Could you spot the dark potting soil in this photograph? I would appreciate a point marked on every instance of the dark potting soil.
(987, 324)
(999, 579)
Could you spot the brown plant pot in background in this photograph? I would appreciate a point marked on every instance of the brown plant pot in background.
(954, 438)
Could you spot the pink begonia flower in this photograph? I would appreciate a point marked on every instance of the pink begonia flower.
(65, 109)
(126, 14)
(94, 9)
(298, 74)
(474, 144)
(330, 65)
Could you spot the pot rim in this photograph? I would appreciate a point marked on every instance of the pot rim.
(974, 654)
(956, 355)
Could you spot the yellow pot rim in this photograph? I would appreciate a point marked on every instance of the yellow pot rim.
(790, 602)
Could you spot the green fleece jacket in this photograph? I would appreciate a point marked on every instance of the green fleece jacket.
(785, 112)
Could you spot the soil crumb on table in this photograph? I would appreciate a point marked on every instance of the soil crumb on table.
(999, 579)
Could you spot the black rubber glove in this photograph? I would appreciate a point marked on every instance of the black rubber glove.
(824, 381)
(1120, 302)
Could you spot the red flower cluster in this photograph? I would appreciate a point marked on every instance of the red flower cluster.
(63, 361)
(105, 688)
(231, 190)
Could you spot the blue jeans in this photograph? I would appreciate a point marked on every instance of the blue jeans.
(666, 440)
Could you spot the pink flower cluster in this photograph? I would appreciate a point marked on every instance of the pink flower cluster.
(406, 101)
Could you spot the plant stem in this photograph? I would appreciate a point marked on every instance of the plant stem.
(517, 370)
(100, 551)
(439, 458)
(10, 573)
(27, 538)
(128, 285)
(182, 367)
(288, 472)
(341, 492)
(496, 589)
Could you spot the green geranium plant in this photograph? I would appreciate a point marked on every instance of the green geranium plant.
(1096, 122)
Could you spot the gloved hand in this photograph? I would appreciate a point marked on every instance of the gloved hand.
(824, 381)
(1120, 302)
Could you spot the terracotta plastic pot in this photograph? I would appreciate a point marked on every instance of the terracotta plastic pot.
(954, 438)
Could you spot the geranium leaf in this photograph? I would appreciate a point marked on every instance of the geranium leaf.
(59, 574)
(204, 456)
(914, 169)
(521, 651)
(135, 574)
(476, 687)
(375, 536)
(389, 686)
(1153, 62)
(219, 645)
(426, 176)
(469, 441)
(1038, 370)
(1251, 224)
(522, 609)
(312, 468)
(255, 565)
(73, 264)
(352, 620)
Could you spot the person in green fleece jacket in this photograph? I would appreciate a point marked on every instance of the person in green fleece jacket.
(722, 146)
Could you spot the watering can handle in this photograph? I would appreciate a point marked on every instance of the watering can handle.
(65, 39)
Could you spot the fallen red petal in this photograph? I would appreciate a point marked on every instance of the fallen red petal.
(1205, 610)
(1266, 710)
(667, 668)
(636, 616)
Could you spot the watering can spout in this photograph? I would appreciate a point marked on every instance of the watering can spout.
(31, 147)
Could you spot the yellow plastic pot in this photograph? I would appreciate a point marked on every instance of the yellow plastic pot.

━━━━━━━━

GIVEN TASK
Add 27 to each number in the answer coordinates, beginning at the row that contains "Could you spot the watering can spout" and continuing through the last row above. Write all of these rows out again, with the requests included.

TASK SOLUTION
Could you spot the watering can spout in this photograph? I would appreciate a point marked on every instance of the watering can spout.
(58, 174)
Could you spot the yellow plastic pot in this photograph? I would appreciate a point marked on every instance of the yellow plastic pot.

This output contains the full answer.